From the records below, copy every line that contains the word "rough".

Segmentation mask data
#####

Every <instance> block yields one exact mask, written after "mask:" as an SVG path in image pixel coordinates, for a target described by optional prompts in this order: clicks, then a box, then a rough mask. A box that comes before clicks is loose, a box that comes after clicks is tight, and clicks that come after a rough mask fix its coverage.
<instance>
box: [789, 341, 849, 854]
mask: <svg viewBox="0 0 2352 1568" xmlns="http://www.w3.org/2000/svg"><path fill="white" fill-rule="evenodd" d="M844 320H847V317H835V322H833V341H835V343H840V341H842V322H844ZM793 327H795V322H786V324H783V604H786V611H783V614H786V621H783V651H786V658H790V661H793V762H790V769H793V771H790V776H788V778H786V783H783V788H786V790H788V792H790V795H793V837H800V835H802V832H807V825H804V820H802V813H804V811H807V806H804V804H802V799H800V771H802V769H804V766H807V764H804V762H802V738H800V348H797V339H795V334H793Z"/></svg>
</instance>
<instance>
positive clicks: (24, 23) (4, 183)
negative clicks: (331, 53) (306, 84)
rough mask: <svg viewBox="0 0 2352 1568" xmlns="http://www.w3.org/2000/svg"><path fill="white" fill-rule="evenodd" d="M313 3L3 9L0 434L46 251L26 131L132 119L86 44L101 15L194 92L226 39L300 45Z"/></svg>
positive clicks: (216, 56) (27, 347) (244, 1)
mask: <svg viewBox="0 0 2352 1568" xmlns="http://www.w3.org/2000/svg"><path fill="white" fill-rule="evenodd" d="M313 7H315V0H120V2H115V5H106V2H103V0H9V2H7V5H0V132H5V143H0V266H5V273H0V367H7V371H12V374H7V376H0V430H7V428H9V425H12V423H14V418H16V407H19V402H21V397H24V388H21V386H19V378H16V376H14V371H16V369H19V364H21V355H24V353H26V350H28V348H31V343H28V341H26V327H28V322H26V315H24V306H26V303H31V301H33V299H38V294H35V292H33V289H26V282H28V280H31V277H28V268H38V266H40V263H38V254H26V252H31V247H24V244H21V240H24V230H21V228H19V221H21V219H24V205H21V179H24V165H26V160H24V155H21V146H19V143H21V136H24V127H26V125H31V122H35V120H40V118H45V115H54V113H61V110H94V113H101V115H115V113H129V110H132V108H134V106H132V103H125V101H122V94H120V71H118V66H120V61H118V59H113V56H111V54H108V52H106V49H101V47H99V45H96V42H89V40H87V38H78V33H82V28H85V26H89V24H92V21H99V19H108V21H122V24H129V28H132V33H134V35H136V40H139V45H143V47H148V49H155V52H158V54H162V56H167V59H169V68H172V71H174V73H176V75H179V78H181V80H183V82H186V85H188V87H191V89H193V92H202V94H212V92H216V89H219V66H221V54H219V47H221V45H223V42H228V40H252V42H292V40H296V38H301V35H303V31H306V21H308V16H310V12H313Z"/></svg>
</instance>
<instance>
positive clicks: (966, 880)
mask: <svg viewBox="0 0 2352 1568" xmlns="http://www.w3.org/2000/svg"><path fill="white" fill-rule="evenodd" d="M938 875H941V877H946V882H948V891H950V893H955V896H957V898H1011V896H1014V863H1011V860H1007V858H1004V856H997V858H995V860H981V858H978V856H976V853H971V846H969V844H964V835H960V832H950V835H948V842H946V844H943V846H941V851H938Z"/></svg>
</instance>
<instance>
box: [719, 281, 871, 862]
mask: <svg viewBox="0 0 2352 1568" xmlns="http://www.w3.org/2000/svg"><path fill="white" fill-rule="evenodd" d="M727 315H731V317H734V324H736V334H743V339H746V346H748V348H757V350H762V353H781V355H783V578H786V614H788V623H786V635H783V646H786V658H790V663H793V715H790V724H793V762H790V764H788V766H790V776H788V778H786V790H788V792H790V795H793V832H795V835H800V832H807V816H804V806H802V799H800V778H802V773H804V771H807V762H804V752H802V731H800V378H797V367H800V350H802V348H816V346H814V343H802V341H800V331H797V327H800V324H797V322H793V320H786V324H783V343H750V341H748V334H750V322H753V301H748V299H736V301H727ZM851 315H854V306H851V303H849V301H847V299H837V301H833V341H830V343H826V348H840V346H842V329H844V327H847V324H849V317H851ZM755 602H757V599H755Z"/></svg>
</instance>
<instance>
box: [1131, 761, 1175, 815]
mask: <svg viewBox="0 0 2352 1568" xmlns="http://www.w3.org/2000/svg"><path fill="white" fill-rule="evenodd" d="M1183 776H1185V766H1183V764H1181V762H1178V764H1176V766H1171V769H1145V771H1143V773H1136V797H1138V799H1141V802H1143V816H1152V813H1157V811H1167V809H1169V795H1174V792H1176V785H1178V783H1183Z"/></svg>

#####

The answer
Every <instance> block yields one exact mask, written after "mask:" as an SVG path in image pixel coordinates, for a target described by optional prompts in this order: clicks, then a box, then a rough mask. A box that comes before clicks is loose, a box that comes after clicks is tight, and clicks that come after a rough mask fix its coverage.
rough mask: <svg viewBox="0 0 2352 1568" xmlns="http://www.w3.org/2000/svg"><path fill="white" fill-rule="evenodd" d="M313 3L3 9L0 434L46 251L26 131L132 119L86 44L101 15L194 92L226 39L300 45Z"/></svg>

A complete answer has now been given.